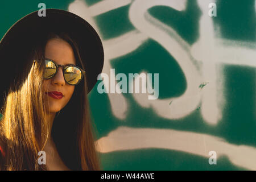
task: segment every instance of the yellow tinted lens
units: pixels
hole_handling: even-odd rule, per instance
[[[55,73],[56,67],[55,64],[50,60],[46,60],[45,64],[44,77],[49,78]]]
[[[67,68],[64,73],[65,80],[71,85],[77,84],[82,77],[82,72],[79,68],[75,67]]]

◆ **What you will do**: Reproduce every line of the records, requests included, but leave out the pictures. Scale each polygon vertex coordinate in the answers by 0.95 and round it to a whole number, with halves rounded up.

◆ **The answer**:
task: segment every instance of the yellow tinted lens
units: pixels
hole_handling: even-odd rule, per instance
[[[52,69],[53,64],[52,61],[48,57],[44,57],[43,61],[42,73],[47,74]]]
[[[64,65],[61,69],[62,76],[67,81],[73,80],[78,73],[78,68],[75,65],[71,64]]]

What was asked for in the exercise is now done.